> [What is needed] Look for the line containing "of the hauled" in the listing below. Retype that line and every subsequent line through the last one, and only those.

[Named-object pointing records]

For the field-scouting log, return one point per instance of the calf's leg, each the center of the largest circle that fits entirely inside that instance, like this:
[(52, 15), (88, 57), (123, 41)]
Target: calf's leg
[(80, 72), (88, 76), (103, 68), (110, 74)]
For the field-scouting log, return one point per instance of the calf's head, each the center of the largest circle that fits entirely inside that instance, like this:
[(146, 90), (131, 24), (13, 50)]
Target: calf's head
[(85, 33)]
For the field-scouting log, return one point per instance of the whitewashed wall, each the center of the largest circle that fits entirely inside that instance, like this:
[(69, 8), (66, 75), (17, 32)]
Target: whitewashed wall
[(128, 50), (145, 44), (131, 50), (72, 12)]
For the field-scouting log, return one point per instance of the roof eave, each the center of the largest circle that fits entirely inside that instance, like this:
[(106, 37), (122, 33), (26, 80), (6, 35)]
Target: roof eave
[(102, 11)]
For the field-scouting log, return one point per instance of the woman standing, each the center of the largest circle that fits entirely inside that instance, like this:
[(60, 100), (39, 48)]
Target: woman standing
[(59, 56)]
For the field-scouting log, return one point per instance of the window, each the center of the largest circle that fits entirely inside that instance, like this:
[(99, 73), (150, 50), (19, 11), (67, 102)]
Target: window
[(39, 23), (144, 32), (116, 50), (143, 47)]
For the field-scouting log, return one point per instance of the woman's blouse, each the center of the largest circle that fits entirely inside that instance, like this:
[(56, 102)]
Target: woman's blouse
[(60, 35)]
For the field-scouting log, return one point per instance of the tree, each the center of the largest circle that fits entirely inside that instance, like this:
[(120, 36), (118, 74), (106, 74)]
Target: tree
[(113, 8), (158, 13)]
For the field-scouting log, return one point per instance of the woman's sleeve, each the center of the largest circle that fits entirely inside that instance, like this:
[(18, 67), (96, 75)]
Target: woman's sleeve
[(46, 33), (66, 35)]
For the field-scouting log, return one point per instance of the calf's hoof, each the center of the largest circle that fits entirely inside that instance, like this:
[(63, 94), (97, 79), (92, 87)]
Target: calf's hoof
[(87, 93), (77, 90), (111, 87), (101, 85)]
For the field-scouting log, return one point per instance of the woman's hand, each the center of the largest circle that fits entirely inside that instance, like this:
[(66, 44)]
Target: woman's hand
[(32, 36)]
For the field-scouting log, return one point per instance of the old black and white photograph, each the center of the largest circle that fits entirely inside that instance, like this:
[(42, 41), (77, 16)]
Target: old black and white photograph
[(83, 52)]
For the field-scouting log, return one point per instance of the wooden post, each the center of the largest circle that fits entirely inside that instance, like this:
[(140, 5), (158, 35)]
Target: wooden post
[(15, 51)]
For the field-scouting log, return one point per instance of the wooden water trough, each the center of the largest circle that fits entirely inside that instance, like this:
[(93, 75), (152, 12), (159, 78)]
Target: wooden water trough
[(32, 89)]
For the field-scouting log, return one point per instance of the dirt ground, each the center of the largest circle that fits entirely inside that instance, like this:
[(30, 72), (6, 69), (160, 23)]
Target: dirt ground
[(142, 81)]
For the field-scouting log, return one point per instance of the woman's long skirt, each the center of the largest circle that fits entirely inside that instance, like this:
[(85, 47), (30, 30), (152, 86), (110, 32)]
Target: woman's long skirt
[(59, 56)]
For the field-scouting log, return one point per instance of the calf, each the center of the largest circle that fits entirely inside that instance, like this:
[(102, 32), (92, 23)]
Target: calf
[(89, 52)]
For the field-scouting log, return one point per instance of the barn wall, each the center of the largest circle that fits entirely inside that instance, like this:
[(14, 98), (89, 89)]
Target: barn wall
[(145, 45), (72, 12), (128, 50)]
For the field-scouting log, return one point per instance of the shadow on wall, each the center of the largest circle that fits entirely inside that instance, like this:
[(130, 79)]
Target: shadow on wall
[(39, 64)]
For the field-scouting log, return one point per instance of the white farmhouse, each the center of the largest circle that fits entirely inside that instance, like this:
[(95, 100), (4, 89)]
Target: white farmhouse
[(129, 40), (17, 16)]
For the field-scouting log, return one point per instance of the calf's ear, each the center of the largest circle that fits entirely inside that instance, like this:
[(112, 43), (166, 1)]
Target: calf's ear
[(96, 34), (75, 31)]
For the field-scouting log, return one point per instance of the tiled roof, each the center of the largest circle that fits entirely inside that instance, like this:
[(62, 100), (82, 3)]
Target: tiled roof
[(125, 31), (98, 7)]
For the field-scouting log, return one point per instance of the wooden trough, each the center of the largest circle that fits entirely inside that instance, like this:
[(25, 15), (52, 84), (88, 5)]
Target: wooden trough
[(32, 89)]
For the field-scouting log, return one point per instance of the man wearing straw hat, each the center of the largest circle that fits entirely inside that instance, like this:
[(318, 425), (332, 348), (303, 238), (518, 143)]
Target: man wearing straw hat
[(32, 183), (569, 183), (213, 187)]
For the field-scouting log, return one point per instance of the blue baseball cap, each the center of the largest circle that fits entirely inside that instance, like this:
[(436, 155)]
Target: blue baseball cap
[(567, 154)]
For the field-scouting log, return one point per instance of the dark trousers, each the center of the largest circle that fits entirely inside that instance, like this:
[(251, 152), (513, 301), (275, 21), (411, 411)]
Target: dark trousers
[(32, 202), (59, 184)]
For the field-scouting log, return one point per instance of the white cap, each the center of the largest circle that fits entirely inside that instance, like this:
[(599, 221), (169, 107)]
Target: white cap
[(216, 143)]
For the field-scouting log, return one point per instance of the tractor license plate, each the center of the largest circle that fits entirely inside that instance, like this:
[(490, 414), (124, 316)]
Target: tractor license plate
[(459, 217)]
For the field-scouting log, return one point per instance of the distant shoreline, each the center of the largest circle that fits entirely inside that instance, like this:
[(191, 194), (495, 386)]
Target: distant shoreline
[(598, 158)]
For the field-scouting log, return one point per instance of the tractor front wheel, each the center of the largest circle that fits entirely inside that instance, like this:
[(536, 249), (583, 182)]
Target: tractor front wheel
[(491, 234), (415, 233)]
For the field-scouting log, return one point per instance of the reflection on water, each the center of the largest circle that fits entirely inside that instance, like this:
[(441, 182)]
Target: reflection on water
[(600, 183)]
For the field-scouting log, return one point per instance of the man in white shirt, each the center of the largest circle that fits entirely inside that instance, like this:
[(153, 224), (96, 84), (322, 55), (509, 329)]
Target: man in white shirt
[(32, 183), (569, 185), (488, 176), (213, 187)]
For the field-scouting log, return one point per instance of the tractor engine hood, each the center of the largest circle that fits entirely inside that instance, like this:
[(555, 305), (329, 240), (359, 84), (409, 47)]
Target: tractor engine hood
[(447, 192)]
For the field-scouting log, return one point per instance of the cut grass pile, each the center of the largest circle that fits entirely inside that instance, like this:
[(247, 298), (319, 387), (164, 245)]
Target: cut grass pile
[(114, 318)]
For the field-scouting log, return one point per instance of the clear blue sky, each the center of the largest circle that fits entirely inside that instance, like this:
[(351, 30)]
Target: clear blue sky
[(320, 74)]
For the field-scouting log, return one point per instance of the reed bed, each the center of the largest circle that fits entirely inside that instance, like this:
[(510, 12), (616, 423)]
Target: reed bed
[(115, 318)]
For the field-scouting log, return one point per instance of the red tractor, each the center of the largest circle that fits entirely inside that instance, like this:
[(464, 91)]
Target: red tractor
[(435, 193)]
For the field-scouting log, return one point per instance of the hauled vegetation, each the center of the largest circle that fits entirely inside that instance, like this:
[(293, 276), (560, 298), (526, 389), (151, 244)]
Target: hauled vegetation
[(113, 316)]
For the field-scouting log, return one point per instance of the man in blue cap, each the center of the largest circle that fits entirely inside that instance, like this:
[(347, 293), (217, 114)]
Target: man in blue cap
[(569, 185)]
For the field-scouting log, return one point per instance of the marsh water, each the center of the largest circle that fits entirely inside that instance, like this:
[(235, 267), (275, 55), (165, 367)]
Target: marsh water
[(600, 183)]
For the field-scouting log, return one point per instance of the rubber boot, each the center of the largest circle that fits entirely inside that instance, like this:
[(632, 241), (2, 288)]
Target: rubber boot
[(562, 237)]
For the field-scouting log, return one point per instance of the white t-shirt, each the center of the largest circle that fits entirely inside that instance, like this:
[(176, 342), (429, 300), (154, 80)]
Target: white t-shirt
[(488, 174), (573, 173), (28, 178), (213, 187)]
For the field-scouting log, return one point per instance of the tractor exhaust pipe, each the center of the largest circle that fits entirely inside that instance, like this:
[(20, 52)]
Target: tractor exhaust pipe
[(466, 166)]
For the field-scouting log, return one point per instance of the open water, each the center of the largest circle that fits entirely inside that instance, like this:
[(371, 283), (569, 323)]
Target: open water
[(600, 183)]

> [Answer below]
For the field-scouting log, return one point per instance of the hauled vegetation, each the center of the largest circle that fits entirely inside that instance, like this:
[(293, 276), (560, 298), (526, 389), (151, 244)]
Target: hauled vegetation
[(113, 316)]
For the field-scouting log, return one point per instance of the man in blue cap, each the center of the largest circle that fits entirely inside that instance, like this:
[(347, 293), (217, 114)]
Target: man in blue cap
[(569, 185)]
For the field-scouting log, return one point per instance of the marsh water, each the center of the largest circle that fits entirely inside that instance, like this:
[(235, 267), (275, 55), (165, 367)]
Target: marsh water
[(600, 183)]
For the field-scouting log, return one point per instance of the rubber boot, each the center of the largest circle that fits entirely inside that instance, like this:
[(632, 241), (2, 288)]
Target: rubber boot
[(562, 237)]
For the field-scouting log, return one point per instance of the white t-shirt, each the center of the largest circle that fits entirely inside that instance, like this:
[(176, 342), (429, 300), (154, 80)]
Target: white t-shirt
[(488, 174), (573, 173), (28, 178), (213, 187)]
For the field-scouting log, return one point per instance of the tractor exhaust pipe, each the center of the largest circle that fits entirely inside that instance, like this:
[(20, 52)]
Target: tractor exhaust pipe
[(466, 166)]
For the field-scouting log, return one point per instance of the open water, each the center of the largest circle that fits entirely inside that instance, like this:
[(371, 283), (569, 323)]
Target: open water
[(600, 183)]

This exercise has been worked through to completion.